>> START
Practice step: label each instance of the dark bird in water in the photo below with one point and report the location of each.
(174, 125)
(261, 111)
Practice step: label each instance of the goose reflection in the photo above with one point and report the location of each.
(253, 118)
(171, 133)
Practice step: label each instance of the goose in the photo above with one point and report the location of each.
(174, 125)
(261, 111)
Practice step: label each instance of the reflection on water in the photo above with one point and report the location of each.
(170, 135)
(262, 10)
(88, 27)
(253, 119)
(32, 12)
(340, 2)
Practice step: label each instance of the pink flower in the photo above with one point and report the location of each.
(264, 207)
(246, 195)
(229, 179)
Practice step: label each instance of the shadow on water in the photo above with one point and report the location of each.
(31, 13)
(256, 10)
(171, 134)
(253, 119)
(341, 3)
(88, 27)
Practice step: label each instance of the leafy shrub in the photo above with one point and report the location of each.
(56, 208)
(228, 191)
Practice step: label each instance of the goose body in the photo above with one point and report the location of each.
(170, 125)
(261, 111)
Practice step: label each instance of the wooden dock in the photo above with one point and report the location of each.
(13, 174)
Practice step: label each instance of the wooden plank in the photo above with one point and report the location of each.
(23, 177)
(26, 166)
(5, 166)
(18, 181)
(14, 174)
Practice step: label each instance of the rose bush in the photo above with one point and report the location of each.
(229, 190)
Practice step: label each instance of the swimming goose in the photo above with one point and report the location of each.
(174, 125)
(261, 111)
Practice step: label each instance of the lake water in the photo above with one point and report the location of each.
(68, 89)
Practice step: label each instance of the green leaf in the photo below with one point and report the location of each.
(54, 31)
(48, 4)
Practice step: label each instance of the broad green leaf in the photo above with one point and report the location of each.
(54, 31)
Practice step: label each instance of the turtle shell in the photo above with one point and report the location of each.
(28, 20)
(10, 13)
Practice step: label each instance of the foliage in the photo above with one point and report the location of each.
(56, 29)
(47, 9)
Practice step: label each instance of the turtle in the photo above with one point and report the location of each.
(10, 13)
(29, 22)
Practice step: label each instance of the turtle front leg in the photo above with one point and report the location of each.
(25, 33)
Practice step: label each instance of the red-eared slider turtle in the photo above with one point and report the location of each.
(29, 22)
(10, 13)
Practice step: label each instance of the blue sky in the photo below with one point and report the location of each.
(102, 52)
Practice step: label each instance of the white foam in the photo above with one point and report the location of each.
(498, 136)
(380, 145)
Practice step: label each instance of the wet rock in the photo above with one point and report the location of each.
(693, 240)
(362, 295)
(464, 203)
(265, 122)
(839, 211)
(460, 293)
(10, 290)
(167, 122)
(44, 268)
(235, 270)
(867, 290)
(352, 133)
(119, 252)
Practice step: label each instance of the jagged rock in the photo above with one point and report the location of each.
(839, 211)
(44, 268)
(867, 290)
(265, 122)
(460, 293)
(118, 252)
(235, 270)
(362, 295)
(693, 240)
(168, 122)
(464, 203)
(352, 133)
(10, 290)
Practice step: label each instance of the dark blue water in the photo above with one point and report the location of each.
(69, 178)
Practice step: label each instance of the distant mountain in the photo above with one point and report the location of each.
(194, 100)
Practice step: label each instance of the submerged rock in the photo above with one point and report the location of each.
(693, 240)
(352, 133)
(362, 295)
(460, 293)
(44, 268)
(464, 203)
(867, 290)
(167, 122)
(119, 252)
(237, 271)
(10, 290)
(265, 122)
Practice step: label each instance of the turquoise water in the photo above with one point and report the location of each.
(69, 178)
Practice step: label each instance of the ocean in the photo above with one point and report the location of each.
>> END
Reproduce the material from the line containing "Practice step: label each instance of the dark blue" through the end, swapping "distant mountain" for "remote mountain" and leaving everything else unchanged.

Practice step: label each instance of the dark blue water in the photo above with one point and report the location of each.
(69, 178)
Practice step: label each instance of the remote mountain in the photo above with one point and report the location of each.
(194, 100)
Practice step: label each instance of the submerged rock in the photo above with one point and report the location of each.
(693, 240)
(352, 133)
(362, 295)
(460, 293)
(44, 268)
(464, 203)
(867, 290)
(167, 122)
(119, 252)
(237, 271)
(10, 290)
(265, 122)
Practice step: label each instance of the turquoise water in the photo above with one point and report the location of each.
(69, 178)
Practice step: label each instance of the ocean in the photo above with one point and report the location of each.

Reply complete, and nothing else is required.